What this task involves: Render the records from the line containing "pixel 469 738." down to the line containing "pixel 27 654", both included, as a JSON list of strings with one string per line and blank lines left out. Include nothing outside that span.

* begin *

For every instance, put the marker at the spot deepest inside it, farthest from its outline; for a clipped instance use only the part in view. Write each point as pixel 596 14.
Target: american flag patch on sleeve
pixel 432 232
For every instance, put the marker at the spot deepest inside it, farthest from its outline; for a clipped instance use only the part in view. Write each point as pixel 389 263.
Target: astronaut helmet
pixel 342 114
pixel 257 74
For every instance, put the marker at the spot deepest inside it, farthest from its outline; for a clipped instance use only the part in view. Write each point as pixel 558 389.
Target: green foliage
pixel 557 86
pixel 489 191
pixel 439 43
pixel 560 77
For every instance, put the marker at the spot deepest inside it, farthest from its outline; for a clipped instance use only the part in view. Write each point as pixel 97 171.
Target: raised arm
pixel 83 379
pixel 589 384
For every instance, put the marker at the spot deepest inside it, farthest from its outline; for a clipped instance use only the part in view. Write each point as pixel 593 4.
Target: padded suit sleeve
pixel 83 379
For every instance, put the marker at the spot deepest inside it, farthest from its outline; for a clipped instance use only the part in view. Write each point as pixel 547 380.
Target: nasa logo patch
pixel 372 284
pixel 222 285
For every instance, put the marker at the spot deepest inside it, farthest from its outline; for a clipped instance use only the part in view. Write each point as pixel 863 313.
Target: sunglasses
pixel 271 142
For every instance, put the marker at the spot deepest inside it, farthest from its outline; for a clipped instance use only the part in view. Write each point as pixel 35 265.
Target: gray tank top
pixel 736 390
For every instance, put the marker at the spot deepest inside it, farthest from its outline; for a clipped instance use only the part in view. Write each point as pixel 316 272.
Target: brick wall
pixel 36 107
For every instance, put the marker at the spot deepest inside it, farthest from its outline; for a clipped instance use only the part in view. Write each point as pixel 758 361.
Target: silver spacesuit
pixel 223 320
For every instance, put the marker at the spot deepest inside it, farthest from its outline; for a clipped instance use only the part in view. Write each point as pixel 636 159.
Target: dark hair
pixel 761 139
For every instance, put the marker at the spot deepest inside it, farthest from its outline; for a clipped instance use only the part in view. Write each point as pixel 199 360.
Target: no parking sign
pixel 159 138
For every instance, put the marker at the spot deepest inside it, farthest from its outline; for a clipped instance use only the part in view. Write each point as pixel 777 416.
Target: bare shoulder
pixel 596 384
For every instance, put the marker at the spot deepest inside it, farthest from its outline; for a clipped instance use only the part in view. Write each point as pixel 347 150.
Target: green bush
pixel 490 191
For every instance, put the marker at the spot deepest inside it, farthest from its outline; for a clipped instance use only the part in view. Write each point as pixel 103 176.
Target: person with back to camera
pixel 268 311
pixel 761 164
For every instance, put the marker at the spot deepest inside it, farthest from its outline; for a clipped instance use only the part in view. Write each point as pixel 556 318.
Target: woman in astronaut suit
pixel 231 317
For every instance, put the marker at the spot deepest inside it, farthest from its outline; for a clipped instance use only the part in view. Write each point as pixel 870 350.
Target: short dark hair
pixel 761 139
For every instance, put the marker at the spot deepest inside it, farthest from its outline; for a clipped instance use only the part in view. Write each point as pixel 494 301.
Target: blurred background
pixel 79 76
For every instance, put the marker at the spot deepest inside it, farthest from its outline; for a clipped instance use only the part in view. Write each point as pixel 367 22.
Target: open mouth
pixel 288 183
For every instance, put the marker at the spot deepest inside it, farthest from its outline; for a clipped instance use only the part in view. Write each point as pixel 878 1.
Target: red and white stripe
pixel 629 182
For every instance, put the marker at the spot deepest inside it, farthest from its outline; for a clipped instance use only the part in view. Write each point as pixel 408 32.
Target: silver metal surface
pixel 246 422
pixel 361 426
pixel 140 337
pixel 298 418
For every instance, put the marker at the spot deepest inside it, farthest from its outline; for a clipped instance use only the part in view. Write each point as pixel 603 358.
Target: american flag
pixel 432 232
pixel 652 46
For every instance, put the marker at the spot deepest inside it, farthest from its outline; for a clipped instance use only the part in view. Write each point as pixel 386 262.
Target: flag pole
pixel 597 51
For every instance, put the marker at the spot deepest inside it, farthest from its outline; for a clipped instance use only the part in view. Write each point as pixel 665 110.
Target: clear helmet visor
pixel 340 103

* end *
* begin *

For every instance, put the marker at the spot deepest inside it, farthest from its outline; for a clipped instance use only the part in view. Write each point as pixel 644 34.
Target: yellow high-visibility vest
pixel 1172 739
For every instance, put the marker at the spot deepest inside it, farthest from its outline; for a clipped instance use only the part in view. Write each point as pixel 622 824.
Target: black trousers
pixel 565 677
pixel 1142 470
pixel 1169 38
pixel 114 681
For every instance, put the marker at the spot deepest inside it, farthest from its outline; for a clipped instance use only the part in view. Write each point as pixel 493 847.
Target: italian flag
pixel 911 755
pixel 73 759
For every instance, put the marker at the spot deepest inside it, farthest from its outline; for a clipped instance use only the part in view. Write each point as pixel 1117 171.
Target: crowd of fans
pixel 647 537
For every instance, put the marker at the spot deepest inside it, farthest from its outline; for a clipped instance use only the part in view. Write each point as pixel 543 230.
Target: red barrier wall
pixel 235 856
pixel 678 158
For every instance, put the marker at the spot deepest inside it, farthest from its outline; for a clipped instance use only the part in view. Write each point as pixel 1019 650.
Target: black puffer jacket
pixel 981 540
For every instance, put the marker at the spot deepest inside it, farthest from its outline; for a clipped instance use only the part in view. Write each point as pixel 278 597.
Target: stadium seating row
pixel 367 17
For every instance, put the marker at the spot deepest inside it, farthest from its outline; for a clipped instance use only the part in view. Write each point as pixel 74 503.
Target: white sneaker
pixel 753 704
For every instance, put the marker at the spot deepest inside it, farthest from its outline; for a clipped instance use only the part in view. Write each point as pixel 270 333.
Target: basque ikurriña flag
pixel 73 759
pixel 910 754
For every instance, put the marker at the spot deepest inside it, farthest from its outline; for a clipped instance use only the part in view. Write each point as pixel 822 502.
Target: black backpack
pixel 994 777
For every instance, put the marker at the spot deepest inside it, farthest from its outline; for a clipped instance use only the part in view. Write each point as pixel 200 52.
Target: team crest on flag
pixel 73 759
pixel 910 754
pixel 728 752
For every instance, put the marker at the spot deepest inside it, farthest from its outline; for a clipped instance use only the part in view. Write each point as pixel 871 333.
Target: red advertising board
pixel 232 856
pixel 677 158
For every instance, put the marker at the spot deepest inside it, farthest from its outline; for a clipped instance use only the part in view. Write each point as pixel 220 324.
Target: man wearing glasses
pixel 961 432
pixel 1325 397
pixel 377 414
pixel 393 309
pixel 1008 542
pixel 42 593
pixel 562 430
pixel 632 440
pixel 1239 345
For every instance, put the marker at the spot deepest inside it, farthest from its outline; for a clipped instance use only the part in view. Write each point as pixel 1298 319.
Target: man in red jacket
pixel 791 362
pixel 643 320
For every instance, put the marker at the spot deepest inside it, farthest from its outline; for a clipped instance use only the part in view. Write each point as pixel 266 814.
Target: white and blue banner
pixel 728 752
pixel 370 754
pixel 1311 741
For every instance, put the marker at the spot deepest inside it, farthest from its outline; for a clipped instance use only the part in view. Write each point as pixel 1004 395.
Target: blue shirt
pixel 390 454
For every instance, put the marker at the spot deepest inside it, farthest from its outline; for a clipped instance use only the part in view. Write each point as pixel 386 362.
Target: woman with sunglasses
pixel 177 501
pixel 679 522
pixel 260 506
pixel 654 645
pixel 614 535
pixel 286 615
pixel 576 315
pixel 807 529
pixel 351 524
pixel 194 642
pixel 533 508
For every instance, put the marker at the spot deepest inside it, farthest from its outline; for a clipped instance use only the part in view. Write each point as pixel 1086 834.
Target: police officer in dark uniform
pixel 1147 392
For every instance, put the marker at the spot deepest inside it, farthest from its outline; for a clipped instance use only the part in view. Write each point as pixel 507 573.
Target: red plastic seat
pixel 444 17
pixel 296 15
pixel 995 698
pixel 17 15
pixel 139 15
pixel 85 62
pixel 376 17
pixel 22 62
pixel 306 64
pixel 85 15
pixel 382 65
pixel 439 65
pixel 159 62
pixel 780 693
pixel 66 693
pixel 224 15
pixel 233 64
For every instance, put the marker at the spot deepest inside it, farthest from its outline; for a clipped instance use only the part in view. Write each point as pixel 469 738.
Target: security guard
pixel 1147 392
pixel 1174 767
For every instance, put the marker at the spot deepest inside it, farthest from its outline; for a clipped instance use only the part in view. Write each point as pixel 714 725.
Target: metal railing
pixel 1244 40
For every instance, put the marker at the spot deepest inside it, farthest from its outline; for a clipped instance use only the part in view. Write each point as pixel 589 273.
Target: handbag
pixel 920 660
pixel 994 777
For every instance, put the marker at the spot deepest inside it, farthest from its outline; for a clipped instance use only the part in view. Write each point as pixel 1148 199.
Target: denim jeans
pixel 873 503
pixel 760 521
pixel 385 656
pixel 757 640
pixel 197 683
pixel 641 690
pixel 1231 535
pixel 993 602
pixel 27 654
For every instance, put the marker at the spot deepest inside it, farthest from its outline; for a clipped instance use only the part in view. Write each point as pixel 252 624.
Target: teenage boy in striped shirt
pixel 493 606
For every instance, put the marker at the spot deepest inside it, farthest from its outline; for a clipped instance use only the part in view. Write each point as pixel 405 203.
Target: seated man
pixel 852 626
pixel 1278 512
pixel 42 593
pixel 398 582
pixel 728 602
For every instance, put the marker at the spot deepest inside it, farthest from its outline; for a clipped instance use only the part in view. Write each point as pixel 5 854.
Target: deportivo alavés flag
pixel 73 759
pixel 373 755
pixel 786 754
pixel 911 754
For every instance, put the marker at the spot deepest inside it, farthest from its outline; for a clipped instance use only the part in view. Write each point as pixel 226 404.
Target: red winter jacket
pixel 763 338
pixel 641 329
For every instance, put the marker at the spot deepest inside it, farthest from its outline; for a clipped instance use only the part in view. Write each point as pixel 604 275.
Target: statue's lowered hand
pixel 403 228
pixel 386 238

* end *

Output of the task:
[
  "For every instance, put the marker at the spot deepest inside it, farthest from its outline; for a clipped instance use only the part in view. Write each point as pixel 469 738.",
  "Target: security guard",
  "pixel 1147 392",
  "pixel 1174 767",
  "For every instance, put the marker at the spot deepest inside it, farthest from its outline; for a clipped instance use only the part in view. Write each point as pixel 714 725.",
  "Target: metal railing",
  "pixel 1244 40",
  "For every instance, put the marker at the spot deepest inside it, farthest from its outline; for a clipped instance use only the part in view. Write each point as pixel 589 273.",
  "Target: handbag",
  "pixel 920 660",
  "pixel 994 777",
  "For every instance, put the marker at the spot deepest inside it, farthest from its outline; for a clipped instance use only the part in view. Write each point as pixel 1148 199.",
  "Target: denim jeans",
  "pixel 873 503",
  "pixel 760 521",
  "pixel 385 656",
  "pixel 757 640",
  "pixel 197 683",
  "pixel 641 690",
  "pixel 1231 535",
  "pixel 993 602",
  "pixel 27 654"
]